* [SET EXERCISE A] Please list each thing the Sundance column below says its paragraphs will note, as given in the sentence that begins "In these paragraphs".

* [PASSAGE TO READ]
Sundance remains the preeminent festival for independent filmmaking anywhere. I ought to know. I’ve attended virtually every one since 1987.

In past years I’ve written daily blogs from Sundance for Millimeter, but this year, with a dramatic feature in the New Frontier section (my sixth Sundance premiere as producer), reporting wasn’t in the cards. So I’ve decided to dedicate the next four columns to a look in the rear view mirror at Sundance 2010.

In these paragraphs I’ll note tech trends and shifts in the culture of indie filmmaking, last-minute techniques invoked to finish our own super low-budget film, differences between cinema and video as elaborated by legendary editor Walter Murch before a packed morning session at the Filmmakers’ Lounge, and a brunch on Main Street I had with Illya Friedman of Hot Rod Cameras, for a sneak-peek at his Canon EOS 5D Mark II mod for PL-mount lenses.

* [THE RECORDS]
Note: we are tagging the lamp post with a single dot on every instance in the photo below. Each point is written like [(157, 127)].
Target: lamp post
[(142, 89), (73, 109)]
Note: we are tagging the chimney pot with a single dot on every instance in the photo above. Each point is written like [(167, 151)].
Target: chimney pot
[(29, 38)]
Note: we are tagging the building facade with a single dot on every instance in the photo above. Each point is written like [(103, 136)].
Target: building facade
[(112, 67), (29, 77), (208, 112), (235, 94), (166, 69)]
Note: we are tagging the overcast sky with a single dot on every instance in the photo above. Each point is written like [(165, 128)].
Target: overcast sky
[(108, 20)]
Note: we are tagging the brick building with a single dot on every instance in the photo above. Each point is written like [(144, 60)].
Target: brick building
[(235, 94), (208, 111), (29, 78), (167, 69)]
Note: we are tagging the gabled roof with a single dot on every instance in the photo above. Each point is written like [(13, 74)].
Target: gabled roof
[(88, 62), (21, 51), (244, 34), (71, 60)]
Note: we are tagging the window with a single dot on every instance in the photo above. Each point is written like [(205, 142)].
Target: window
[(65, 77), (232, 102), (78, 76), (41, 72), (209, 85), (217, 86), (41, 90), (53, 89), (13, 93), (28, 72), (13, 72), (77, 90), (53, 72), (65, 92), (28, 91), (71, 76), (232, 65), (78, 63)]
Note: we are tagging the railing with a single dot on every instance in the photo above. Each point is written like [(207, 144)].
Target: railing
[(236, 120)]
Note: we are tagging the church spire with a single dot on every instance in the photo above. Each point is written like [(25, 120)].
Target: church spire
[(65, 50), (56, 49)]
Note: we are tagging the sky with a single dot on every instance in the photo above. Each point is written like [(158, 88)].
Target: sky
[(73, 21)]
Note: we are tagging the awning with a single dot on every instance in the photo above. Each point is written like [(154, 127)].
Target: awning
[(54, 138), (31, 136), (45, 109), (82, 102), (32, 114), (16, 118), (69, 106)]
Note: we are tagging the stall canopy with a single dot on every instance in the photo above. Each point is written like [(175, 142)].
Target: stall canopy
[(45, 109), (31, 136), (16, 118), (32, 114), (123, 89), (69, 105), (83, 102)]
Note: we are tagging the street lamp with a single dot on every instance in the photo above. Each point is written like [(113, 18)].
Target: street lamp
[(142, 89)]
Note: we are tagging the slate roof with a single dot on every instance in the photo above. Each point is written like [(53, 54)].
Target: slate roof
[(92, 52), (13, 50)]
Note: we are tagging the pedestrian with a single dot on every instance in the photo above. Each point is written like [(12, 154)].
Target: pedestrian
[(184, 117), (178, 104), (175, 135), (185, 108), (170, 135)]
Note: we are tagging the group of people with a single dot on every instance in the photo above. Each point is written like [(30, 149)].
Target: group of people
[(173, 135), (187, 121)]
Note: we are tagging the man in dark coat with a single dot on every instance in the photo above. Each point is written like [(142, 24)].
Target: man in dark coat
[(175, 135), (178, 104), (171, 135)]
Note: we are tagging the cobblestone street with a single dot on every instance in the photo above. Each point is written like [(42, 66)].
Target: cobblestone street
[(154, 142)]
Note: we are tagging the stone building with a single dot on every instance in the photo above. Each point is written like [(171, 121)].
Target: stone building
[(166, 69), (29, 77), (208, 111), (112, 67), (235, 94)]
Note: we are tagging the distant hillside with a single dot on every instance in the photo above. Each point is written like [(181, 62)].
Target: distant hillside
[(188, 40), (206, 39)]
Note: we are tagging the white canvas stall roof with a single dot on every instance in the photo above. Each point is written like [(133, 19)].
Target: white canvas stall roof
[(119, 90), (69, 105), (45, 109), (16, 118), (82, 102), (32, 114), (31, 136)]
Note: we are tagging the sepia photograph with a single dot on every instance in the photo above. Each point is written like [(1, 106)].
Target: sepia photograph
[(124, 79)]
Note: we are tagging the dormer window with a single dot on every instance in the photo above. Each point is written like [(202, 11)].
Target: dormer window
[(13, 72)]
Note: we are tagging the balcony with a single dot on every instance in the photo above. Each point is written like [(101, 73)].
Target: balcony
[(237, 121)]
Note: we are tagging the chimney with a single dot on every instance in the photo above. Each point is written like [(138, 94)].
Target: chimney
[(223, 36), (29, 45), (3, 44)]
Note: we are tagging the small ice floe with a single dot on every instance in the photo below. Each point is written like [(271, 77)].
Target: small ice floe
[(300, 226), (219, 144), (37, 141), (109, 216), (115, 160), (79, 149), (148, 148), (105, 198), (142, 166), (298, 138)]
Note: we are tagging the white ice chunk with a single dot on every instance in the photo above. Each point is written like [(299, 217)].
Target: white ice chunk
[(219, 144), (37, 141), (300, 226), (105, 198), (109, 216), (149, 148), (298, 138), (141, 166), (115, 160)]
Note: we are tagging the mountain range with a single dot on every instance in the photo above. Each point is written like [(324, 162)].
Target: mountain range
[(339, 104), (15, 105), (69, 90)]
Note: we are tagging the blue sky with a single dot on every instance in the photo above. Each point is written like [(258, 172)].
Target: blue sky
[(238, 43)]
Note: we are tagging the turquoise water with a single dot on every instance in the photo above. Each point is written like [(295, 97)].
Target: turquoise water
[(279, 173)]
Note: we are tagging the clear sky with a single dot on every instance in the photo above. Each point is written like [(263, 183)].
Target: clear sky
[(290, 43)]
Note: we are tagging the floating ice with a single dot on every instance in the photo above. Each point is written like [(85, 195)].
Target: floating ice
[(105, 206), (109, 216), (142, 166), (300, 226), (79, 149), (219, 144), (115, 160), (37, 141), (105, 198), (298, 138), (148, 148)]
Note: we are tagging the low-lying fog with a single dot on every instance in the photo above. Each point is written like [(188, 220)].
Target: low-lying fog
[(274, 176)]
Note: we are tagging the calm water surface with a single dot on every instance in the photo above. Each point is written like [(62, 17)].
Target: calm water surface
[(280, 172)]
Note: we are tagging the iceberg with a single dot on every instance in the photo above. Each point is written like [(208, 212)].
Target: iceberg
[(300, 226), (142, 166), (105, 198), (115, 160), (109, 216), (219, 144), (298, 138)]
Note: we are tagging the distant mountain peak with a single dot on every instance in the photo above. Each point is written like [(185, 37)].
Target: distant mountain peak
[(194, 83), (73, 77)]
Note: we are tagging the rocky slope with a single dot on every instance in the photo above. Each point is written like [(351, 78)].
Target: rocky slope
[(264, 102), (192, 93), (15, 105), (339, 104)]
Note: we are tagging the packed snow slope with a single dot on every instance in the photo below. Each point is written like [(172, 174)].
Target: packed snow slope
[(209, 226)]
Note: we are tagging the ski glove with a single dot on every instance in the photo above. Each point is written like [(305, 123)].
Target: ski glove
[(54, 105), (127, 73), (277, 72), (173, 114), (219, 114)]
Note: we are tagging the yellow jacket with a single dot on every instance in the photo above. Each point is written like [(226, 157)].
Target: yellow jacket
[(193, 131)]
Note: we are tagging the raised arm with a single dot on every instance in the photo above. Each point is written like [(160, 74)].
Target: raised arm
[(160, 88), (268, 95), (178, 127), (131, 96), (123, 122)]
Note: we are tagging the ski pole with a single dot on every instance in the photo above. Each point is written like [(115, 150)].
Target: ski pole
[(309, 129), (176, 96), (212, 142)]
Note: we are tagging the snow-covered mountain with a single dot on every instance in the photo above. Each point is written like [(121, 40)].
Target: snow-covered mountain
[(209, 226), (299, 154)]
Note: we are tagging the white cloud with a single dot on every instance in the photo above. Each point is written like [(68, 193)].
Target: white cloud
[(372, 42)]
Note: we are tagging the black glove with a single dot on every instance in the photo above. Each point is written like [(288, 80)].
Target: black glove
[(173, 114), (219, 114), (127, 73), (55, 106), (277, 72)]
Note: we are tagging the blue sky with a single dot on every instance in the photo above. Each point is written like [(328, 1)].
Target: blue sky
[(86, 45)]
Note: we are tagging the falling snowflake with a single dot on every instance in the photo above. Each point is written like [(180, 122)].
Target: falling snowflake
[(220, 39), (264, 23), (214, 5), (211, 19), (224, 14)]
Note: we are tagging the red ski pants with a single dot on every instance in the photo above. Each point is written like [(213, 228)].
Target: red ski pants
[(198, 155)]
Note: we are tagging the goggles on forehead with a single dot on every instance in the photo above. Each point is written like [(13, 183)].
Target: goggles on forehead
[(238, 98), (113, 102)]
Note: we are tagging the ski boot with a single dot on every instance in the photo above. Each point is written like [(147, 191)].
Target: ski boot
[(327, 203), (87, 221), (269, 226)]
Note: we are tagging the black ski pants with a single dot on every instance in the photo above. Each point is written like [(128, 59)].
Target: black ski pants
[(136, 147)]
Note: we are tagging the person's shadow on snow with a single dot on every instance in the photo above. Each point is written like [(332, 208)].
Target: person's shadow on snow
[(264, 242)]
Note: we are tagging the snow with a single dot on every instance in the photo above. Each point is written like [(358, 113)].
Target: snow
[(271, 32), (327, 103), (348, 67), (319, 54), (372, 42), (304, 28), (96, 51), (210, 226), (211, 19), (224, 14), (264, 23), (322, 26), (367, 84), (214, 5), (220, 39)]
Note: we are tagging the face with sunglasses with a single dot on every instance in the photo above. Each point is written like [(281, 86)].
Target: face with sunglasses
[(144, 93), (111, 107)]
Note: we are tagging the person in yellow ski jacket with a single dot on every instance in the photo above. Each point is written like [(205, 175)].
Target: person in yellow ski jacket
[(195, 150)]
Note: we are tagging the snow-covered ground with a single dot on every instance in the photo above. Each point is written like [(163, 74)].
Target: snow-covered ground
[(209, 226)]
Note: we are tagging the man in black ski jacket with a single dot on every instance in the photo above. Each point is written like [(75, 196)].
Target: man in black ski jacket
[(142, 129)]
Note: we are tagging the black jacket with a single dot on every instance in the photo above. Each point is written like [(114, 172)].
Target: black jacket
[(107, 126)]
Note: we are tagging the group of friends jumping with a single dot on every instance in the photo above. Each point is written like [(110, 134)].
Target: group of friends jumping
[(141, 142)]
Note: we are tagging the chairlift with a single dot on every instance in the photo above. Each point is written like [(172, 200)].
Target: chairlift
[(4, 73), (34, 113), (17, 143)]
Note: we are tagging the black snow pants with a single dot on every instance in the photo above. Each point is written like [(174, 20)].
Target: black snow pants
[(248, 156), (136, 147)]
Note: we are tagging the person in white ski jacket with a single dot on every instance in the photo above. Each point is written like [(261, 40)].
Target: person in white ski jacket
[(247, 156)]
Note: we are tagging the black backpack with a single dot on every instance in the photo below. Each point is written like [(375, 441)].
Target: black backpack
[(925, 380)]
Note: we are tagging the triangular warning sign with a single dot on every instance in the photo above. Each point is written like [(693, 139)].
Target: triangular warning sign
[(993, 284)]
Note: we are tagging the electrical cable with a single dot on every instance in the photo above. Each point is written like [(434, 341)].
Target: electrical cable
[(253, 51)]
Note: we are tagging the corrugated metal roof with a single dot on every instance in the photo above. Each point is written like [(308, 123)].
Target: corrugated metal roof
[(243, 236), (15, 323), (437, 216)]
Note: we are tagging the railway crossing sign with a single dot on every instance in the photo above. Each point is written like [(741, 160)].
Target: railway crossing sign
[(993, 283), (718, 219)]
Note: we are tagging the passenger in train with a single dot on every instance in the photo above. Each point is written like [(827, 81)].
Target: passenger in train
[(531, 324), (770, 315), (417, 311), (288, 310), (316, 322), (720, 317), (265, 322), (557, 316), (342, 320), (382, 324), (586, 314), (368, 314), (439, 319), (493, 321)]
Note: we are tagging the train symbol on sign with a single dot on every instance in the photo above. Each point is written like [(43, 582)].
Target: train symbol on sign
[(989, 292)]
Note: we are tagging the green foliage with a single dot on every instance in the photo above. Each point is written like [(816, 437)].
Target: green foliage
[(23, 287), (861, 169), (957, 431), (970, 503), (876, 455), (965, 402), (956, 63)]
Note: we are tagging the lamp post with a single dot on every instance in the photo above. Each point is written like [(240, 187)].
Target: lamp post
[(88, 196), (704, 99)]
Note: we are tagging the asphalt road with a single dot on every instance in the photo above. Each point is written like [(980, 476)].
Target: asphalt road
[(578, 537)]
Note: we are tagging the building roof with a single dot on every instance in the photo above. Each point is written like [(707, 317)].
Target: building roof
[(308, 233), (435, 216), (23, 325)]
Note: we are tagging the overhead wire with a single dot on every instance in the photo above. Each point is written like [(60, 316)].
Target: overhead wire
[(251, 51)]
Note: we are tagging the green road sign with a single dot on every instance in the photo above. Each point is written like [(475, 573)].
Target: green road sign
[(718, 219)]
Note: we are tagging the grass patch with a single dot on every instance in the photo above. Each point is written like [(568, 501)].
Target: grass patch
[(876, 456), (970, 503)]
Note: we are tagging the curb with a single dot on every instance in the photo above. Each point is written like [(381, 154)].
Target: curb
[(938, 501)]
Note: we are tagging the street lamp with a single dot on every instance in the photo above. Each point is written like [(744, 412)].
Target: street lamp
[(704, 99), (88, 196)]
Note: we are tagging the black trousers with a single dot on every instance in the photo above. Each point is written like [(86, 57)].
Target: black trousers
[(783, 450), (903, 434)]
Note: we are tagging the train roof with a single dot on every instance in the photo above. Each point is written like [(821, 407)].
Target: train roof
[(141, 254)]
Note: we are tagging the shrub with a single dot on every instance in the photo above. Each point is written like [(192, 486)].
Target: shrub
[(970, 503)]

* [SET EXERCISE B] Put the stretch of the listing from the line that contains "Note: we are tagging the cobblestone" through the line that contains "[(166, 69), (29, 77), (208, 111), (112, 67), (235, 94)]" into a two-column CSV with the headers request and answer. Each row should hold one request's text and its answer, with each value in a single quoted field and line breaks replaced by spaces.

* [FINAL RESULT A]
- Tech trends and shifts in the culture of indie filmmaking
- Last-minute techniques invoked to finish the writer's own super low-budget film
- Differences between cinema and video as elaborated by legendary editor Walter Murch before a packed morning session at the Filmmakers' Lounge
- A brunch on Main Street with Illya Friedman of Hot Rod Cameras, for a sneak-peek at his Canon EOS 5D Mark II mod for PL-mount lenses

* [FINAL RESULT B]
request,answer
"Note: we are tagging the cobblestone street with a single dot on every instance in the photo above. Each point is written like [(42, 66)]. Target: cobblestone street","[(154, 142)]"
"Note: we are tagging the stone building with a single dot on every instance in the photo above. Each point is written like [(171, 121)]. Target: stone building","[(166, 69), (29, 77), (208, 111), (112, 67), (235, 94)]"